§ EXERCISE
Reproduce the material from the line with "Target: front door" up to and including the line with "x=450, y=390", leaving the requests unchanged but scaling every coordinate in the answers by 2.4 and rounding to whole numbers, halves up. Give only those lines.

§ THE RECORDS

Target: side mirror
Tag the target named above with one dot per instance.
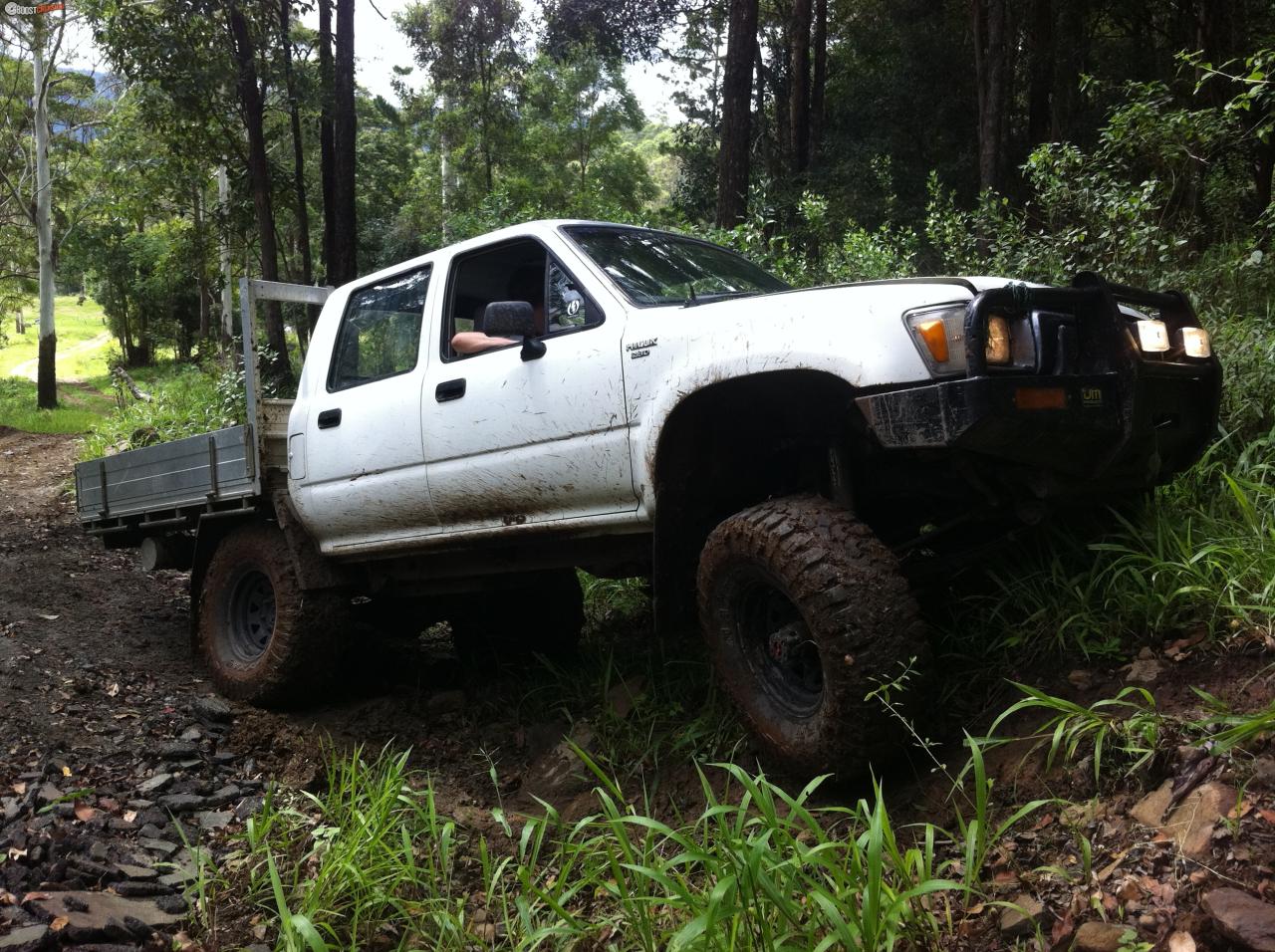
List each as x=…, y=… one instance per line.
x=509, y=319
x=514, y=319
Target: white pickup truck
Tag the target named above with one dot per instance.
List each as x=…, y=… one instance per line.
x=473, y=424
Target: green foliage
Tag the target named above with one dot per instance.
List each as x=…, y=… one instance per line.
x=756, y=869
x=77, y=410
x=185, y=401
x=1128, y=723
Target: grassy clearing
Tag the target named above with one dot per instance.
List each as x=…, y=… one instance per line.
x=80, y=409
x=185, y=399
x=76, y=324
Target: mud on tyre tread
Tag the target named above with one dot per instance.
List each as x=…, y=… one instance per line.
x=305, y=645
x=856, y=608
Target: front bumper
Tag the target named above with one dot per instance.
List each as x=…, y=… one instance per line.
x=1103, y=417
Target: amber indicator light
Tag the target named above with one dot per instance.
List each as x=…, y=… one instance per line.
x=1041, y=397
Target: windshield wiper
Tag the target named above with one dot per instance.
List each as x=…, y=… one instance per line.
x=693, y=300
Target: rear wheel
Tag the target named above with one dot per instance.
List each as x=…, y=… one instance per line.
x=806, y=613
x=263, y=637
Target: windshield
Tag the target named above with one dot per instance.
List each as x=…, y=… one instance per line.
x=656, y=268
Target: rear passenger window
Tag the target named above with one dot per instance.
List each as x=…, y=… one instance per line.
x=381, y=332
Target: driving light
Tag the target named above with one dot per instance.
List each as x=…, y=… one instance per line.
x=934, y=336
x=1041, y=397
x=997, y=341
x=1195, y=342
x=1152, y=336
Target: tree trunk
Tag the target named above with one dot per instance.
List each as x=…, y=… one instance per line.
x=259, y=172
x=798, y=87
x=46, y=374
x=736, y=114
x=820, y=81
x=299, y=158
x=299, y=176
x=327, y=146
x=345, y=260
x=1042, y=68
x=989, y=59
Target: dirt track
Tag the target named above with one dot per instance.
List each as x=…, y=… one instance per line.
x=114, y=750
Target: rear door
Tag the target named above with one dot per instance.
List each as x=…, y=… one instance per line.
x=511, y=442
x=365, y=476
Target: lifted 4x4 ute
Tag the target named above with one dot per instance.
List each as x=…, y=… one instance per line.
x=473, y=424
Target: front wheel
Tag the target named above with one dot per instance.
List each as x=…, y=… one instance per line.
x=806, y=613
x=263, y=637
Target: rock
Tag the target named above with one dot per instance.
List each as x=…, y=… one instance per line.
x=101, y=915
x=182, y=803
x=445, y=702
x=153, y=784
x=175, y=905
x=213, y=709
x=624, y=696
x=46, y=794
x=1101, y=937
x=1192, y=821
x=1082, y=679
x=131, y=872
x=1242, y=919
x=1024, y=919
x=162, y=846
x=1264, y=774
x=1150, y=810
x=1144, y=670
x=178, y=750
x=134, y=888
x=27, y=939
x=221, y=798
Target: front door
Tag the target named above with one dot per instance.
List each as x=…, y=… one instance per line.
x=367, y=477
x=514, y=442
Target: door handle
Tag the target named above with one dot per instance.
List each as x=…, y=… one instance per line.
x=450, y=390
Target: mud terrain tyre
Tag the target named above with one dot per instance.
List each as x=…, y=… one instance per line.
x=805, y=613
x=264, y=638
x=538, y=613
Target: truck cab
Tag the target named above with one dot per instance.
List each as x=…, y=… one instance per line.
x=474, y=424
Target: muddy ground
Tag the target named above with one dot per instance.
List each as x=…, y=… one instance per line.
x=118, y=762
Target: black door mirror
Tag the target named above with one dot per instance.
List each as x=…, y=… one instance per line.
x=514, y=319
x=509, y=319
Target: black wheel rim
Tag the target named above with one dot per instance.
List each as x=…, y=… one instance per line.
x=251, y=615
x=778, y=649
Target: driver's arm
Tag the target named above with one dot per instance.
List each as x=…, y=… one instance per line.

§ TASK ANSWER
Target: front door
Tag the target named above with one dot per instance.
List each as x=…, y=… one instance per line.
x=881, y=1145
x=1234, y=1061
Target: door handle
Tag the target named above with one dot per instance.
List each as x=…, y=… one instance per line.
x=1080, y=936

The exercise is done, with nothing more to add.